- **Extract to read**:
◇ ◇ ◇ ◇ ◇
On Friday the plaintiffs called to the stand a witness to testify as an expert in social psychology and sexual orientation. Dr. Gregory Herek, a University of California, Davis researcher, appears to be the last in a long line-up of the plaintiffs’ expert witnesses. Initially, Herek gave his professional opinion that sexual orientation is an unchangeable trait for gays and lesbians. This is a critical issue in the plaintiffs’ case. A key legal element of their constitutional claim requires them to prove that sexual orientation is “immutable” (cannot be changed) in order to have the same high level of constitutional protection as for race and gender.
If the court sides with the plaintiffs on this and establishes a new legal precedent declaring homosexuality to be “immutable” like race and gender, it becomes far more difficult for any state to continue the traditional definition of marriage.
However, under hours of piercing cross examination by Prop 8 defense attorney Howard Neilson, Jr., Herek admitted that the evidence that homosexuality is genetically wired is “weak,” that “we don’t understand or know the origin of sexual orientation in men or women,” and that “no one knows what causes homosexuality.” In fact, he said there are at least 3 different ways of defining sexual orientation, and conceded that there is actually no scientifically unambiguous definition of homosexuality. He also explained that the number of categories of sexual orientation (straight, gay, lesbian, bi-sexual, etc.) has expanded and continues to grow as certain groups find new ways to describe their sexual orientation.
◇ ◇ ◇ ◇ ◇
- **Dataset extract**:
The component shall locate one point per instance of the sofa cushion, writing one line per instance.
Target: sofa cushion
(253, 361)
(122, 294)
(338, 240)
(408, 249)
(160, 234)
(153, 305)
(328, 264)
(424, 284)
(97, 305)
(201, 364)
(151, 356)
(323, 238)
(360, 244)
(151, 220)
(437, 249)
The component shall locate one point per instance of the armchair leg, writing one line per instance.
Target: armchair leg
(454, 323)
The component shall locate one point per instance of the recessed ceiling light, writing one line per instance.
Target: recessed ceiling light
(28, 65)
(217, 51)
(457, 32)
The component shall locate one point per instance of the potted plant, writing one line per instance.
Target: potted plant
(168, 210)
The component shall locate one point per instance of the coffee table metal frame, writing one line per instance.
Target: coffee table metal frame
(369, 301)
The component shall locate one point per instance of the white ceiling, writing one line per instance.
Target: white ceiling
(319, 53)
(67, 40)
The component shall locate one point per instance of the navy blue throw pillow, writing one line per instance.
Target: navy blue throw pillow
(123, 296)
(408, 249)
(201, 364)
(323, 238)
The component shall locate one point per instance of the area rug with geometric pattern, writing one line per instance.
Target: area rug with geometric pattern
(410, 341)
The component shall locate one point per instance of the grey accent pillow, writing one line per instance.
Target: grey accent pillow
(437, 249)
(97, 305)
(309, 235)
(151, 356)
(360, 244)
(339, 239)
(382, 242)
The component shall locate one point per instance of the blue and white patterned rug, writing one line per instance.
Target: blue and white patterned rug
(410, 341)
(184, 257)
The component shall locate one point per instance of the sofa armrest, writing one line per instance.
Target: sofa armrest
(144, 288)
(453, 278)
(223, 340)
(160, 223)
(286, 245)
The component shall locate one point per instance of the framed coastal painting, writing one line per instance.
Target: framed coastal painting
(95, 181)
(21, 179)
◇ ◇ ◇ ◇ ◇
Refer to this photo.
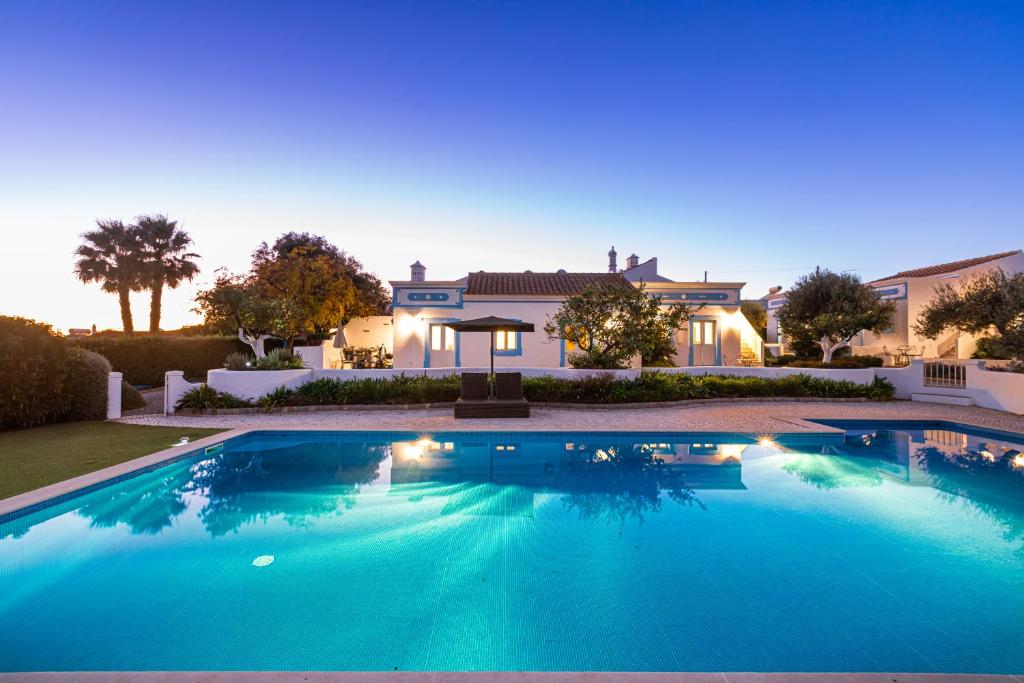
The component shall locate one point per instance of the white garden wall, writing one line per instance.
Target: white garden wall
◇ ◇ ◇ ◇ ◇
- **Problem A**: In the Prop 8 trial report, which university is Dr. Gregory Herek a researcher at?
- **Problem B**: Condense the paragraph of the Prop 8 trial report beginning "However, under hours of piercing cross examination" into a bulleted list that keeps its main facts.
- **Problem C**: Extend the Prop 8 trial report, picking up after its final sentence.

- **Answer section A**: The University of California, Davis.

- **Answer section B**:
- Under hours of cross-examination by Prop 8 defense attorney Howard Neilson, Jr., Herek admitted that the evidence that homosexuality is genetically wired is "weak."
- He said that "we don't understand or know the origin of sexual orientation in men or women" and that "no one knows what causes homosexuality."
- He said there are at least 3 different ways of defining sexual orientation and conceded that there is no scientifically unambiguous definition of homosexuality.
- He explained that the number of categories of sexual orientation (straight, gay, lesbian, bi-sexual, etc.) has expanded and continues to grow as certain groups find new ways to describe their sexual orientation.

- **Answer section C**:
This proves up our point: If the meaning of sexual orientation is fluid and constantly changing, how can it possibly be likened to race, gender or any other “immutable” trait that invokes the highest level of legal protection?
On a practical level, a major problem for the plaintiffs’ case is the fact that one of the plaintiffs testified that she has, in fact, changed her sexual orientation from heterosexual to homosexual. Though now in a same-sex relationship, she testified last week that she was formerly married to a man whom she loved and with whom she had children. But now she is a lesbian. That sounds like a change.
So as Week Two comes to a close in this trial, and as plaintiffs appear to be wrapping up their case, there is no question that the thrust of the plaintiffs’ case has been a series of emotional appeals, rather than a legal case for changing the meaning of marriage. Testimony about witnesses’ personal feelings and changes of heart—no matter how moving and emotional they may be—are simply not legal evidence that the United States Constitution gives gays and lesbians the right to redefine marriage for the rest of society.
In fact, when the video cameras stop rolling and the sensationalism of this trial fades away, it will become clear that plaintiffs have essentially presented a political argument—not a legal claim. Such a case belongs in the public debate, not a courtroom.